Start DATA LISTING
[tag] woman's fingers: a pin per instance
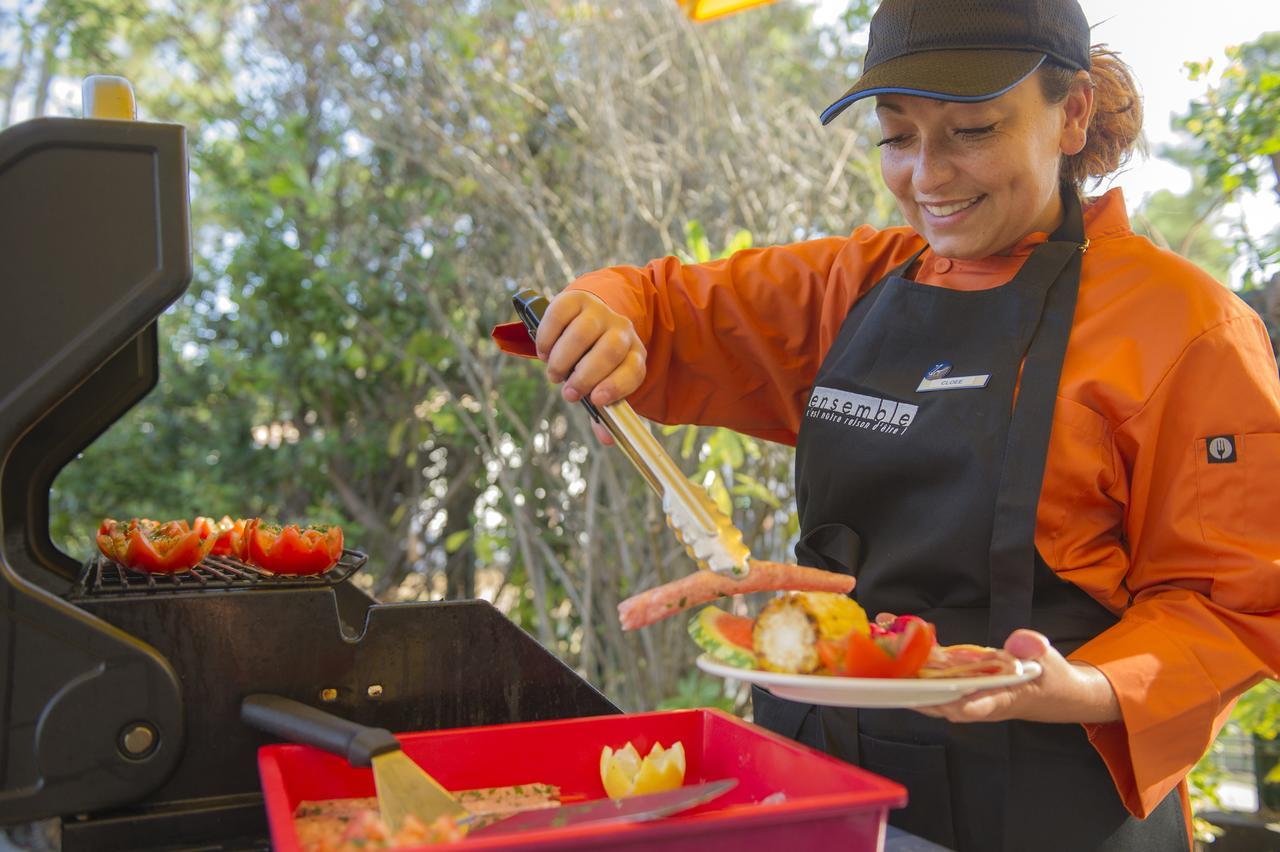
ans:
(1027, 645)
(589, 347)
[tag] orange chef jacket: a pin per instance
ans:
(1134, 509)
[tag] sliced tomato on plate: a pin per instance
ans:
(883, 655)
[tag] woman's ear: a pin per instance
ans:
(1077, 111)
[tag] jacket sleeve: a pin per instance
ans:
(1203, 531)
(737, 342)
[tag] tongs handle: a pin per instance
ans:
(700, 525)
(530, 306)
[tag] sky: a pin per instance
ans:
(1155, 37)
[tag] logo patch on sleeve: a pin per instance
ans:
(1221, 449)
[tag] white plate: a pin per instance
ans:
(868, 692)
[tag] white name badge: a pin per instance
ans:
(952, 383)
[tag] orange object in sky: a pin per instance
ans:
(708, 9)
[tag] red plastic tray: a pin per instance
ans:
(824, 802)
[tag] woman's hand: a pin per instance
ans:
(1064, 692)
(594, 351)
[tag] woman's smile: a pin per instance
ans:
(949, 211)
(974, 179)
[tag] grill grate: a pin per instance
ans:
(105, 578)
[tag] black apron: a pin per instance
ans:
(928, 498)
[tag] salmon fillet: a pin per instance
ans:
(703, 586)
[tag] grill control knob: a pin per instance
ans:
(110, 97)
(137, 740)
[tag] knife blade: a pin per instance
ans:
(708, 534)
(632, 809)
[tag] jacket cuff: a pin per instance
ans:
(1170, 711)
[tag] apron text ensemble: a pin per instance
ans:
(913, 476)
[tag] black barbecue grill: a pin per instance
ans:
(119, 692)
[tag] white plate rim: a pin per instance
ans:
(868, 692)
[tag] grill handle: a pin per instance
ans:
(306, 725)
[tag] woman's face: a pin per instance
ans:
(973, 179)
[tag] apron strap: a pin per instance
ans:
(1013, 539)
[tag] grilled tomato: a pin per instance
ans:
(228, 535)
(890, 651)
(152, 546)
(292, 549)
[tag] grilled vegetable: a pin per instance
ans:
(789, 628)
(152, 546)
(229, 535)
(292, 549)
(837, 615)
(785, 636)
(725, 637)
(885, 655)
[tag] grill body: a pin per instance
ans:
(119, 699)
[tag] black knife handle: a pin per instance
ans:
(530, 307)
(304, 724)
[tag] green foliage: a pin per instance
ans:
(1235, 138)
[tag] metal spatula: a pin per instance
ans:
(403, 787)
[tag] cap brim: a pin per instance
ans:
(963, 76)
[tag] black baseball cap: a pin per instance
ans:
(965, 50)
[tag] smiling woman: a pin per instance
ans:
(1087, 413)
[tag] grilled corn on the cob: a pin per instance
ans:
(787, 630)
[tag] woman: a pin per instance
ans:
(1014, 417)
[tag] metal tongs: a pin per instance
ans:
(708, 535)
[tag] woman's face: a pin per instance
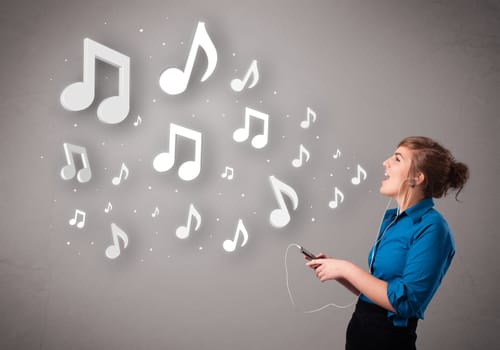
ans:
(396, 174)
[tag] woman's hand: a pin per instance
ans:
(326, 268)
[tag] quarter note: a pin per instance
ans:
(298, 161)
(114, 251)
(230, 245)
(337, 195)
(164, 161)
(123, 175)
(310, 117)
(80, 95)
(357, 179)
(182, 232)
(242, 134)
(239, 84)
(228, 173)
(281, 217)
(69, 171)
(79, 223)
(173, 80)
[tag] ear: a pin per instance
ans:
(419, 178)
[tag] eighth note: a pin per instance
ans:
(230, 245)
(311, 116)
(164, 161)
(138, 121)
(228, 173)
(69, 171)
(298, 162)
(113, 251)
(80, 95)
(155, 213)
(108, 208)
(173, 80)
(182, 232)
(357, 179)
(281, 217)
(238, 84)
(123, 175)
(242, 134)
(335, 202)
(337, 154)
(74, 220)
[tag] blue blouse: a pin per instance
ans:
(412, 253)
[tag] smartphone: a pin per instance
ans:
(307, 253)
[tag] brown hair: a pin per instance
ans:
(438, 165)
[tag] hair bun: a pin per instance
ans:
(459, 174)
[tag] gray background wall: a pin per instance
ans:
(373, 71)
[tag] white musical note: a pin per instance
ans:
(108, 208)
(80, 95)
(357, 179)
(230, 245)
(123, 175)
(164, 161)
(298, 161)
(74, 220)
(182, 232)
(238, 84)
(335, 202)
(113, 251)
(156, 212)
(138, 121)
(69, 171)
(241, 134)
(281, 217)
(311, 116)
(228, 173)
(337, 154)
(173, 80)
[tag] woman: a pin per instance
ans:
(411, 254)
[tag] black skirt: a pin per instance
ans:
(370, 328)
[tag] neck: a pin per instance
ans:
(409, 199)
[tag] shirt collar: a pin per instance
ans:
(418, 210)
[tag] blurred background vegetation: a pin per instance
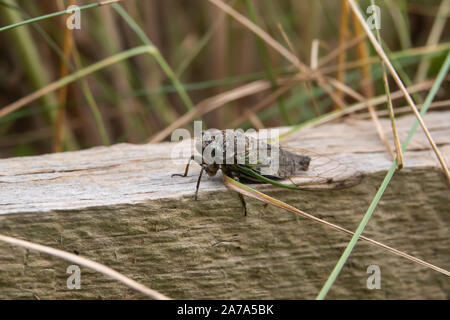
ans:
(212, 56)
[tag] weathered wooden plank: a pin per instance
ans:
(119, 206)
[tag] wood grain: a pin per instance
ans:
(119, 206)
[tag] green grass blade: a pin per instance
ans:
(157, 55)
(340, 264)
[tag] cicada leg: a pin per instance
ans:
(241, 197)
(185, 170)
(244, 204)
(198, 182)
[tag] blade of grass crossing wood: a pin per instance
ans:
(340, 264)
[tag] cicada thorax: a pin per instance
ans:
(229, 150)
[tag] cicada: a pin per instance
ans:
(245, 158)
End DATA LISTING
PROBLEM REQUIREMENTS - Please rewrite the records from the line with "[tag] green grass blade: a pin per instance" up to and including the final line of the records, switching "cicada" to "insect" and leaving everything else unchanged.

RESPONSE TO THE TASK -
[tag] green grass blade: a pin per instance
ans:
(157, 55)
(340, 264)
[tag] insect leg: a pin per instance
ans:
(241, 197)
(185, 170)
(244, 204)
(198, 182)
[tag] blade of grass crossing wood: a pin per instance
ans:
(340, 264)
[tag] insect thorax: a pin per instance
ans:
(229, 150)
[tag] insect: a pin per instance
ans:
(245, 158)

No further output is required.